Como forma de organizar o caos nas unidades de saúde, a Secretaria de Estado de Saúde do Distrito Federal adotou o sistema de classificação de riscos por bandeiras, que correspondem às cores de classificação que os pacientes recebem quando são triados. Assim, se a unidade está em bandeira vermelha, ninguém com classificação de risco de outra cor será atendido nesse hospital.
Em tese, não é uma ideia ruim. Mas quando o sistema inteiro tem déficit de pessoal, em especial médicos, não resolve muita coisa, pois o paciente fica sem alternativa de atendimento ou obrigado a perambular de porta em porta até encontrar uma unidade de saúde (hospital, UPA ou UBS) que o acolha ou, pior ainda, até sua condição de saúde se deteriorar e a gravidade do caso requerer a admissão imediata. Ou seja, é uma gestão de risco para a administração e não para o paciente.
Há poucos meses, em um plantão de bandeira vermelha no Hospital da Região Leste (do Paranoá), uma pediatra que atendia crianças em condição grave foi abordada por um policial militar lhe dando ordem para atender um paciente de classificação laranja. Diante da alternativa de ser levada para a delegacia e autuada (deixando os pacientes desassistidos), atendeu ao “pedido” da autoridade policial. No plantão seguinte, pediu demissão. Era uma profissional competente, com mais de 10 anos de Secretaria de Saúde.
O fato é que as condições de trabalho dos médicos na rede pública de saúde estão se deteriorando de forma assustadora. Isso é provocado, em parte, pela falta de profissionais da área nos quadros do serviço público do DF. O edital do concurso recém-lançado é insuficiente. Na especialidade de clínica médica, por exemplo, foram disponibilizadas 20 vagas.
Só na emergência do Hospital Regional do Gama, o déficit é de 18 clínicos. Nem o cadastro de reserva, duas vezes maior que o número de vagas oferecidas, resolveria o déficit atual de algumas especialidades.
Sabe-se de antemão que 30% dos aprovados não vão assumir ou, ao encontrar as condições de trabalho adversas como estão e os salários que não compensam os riscos que a profissão envolve, não vão ficar – em especial nas unidades localizadas nas cidades mais distantes e com uma demanda mais pesada, como os hospitais de Ceilândia, do Gama e de Planaltina.

REQUISITOS DO EXERCÍCIO →
**a)** No texto sobre a saúde pública no DF, quantas vagas o novo edital abriu para clínica médica?
**b)** Segundo o texto sobre a saúde pública no DF, por que o sistema de bandeiras não resolve muita coisa? Explique em até três frases.
**c)** Dê sequência ao texto sobre a saúde pública no DF, começando logo depois da última frase.

DADOS →
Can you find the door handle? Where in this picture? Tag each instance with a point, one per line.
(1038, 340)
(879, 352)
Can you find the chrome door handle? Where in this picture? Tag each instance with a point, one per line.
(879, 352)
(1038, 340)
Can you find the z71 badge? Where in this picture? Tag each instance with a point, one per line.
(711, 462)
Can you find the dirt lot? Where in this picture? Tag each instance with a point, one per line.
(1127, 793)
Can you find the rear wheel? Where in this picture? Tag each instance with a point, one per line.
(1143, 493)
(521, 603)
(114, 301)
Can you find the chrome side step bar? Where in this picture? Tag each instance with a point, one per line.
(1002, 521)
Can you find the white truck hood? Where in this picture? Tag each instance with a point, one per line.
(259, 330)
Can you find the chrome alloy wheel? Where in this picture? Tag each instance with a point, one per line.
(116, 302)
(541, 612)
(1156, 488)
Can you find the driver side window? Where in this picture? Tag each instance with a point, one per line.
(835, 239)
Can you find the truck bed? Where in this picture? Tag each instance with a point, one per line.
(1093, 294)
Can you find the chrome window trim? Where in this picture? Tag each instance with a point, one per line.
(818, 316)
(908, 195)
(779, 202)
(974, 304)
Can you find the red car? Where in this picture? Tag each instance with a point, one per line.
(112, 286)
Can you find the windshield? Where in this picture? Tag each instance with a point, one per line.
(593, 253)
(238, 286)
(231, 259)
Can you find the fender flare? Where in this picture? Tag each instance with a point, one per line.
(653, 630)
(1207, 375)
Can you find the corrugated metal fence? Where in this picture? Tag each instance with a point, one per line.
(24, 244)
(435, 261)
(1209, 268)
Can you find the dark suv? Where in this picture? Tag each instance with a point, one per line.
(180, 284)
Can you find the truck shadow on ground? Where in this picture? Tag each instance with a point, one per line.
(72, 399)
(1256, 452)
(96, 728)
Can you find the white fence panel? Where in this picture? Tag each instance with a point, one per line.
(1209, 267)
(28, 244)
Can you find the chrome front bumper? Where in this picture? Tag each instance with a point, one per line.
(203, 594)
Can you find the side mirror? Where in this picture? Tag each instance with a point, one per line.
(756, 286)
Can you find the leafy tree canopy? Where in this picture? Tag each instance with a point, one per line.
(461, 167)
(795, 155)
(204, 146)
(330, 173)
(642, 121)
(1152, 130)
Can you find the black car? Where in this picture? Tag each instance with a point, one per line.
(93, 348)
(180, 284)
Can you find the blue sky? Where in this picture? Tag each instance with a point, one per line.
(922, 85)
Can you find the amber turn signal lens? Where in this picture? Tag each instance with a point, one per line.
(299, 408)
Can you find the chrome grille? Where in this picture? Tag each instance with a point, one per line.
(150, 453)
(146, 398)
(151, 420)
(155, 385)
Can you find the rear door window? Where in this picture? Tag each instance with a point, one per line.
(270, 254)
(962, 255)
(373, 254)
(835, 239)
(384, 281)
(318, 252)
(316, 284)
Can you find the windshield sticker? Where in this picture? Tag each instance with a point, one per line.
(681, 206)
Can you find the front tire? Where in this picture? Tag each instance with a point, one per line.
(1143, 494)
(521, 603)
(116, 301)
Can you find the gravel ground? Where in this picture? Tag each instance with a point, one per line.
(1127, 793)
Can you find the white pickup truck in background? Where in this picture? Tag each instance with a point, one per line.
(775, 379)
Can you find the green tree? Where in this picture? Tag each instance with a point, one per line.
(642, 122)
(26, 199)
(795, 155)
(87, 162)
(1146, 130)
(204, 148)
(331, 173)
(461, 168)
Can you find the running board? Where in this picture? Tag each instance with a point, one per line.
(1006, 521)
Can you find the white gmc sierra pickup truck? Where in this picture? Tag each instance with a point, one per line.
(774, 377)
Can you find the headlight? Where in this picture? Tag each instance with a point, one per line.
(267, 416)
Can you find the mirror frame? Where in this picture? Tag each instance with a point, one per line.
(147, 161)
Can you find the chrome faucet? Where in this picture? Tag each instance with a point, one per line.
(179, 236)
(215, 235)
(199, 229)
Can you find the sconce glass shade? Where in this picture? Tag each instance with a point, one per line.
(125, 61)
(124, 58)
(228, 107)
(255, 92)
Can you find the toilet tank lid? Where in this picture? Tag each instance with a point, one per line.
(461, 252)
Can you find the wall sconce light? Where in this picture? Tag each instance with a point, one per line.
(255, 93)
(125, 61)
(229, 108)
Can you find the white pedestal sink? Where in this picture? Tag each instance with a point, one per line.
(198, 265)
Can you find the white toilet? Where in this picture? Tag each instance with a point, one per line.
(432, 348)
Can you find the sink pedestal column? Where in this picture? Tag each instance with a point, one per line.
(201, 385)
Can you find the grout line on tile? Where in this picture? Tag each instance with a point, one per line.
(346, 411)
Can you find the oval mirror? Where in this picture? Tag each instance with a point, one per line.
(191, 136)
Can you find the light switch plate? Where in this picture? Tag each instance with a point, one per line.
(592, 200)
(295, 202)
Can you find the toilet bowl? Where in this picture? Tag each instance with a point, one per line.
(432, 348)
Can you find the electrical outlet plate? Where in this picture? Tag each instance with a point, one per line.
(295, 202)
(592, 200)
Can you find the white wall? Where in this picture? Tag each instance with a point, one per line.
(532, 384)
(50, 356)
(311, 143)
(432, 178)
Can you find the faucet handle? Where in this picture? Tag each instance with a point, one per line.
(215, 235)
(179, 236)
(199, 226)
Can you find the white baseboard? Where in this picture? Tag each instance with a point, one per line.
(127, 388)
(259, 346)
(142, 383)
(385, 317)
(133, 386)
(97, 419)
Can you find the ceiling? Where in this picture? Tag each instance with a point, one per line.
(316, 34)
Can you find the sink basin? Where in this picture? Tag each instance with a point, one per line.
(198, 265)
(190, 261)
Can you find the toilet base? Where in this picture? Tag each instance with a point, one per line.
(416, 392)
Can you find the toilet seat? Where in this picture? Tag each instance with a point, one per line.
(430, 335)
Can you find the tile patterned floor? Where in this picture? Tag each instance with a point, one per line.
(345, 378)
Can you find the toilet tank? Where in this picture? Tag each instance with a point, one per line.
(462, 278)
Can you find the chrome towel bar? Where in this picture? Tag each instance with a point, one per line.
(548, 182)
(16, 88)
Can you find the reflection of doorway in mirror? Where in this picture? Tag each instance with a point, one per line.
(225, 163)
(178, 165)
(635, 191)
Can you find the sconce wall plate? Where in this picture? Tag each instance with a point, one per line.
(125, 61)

RESPOSTAS DADAS →
**a)** 20 vagas.

**b)** Toda a rede tem falta de pessoal, principalmente de médicos. Por isso o paciente fica sem opção de atendimento ou tem que ir de porta em porta até achar uma unidade que o receba, ou até piorar a ponto de precisar de internação imediata.

**c)**
Nas unidades sob administração do Instituto de Gestão Estratégica de Saúde do DF, o IGESDF, a situação não é melhor. O processo de contratação é simplificado e o salário um pouco maior, mas sem condições dignas de trabalho, com alta demanda e sem a estabilidade do contrato estatutário e a possibilidade de progressão na carreira, também é difícil contratar e mais ainda manter profissionais.
Enquanto não se contratar profissionais em quantidade adequada para equilibrar a carga de trabalho, a tendência é de o esvaziamento piorar e o sofrimento dos pacientes aumentar. E é necessário rever a remuneração das categorias profissionais que estão muito abaixo do mercado de trabalho, sob pena de se perder esses profissionais para a iniciativa privada.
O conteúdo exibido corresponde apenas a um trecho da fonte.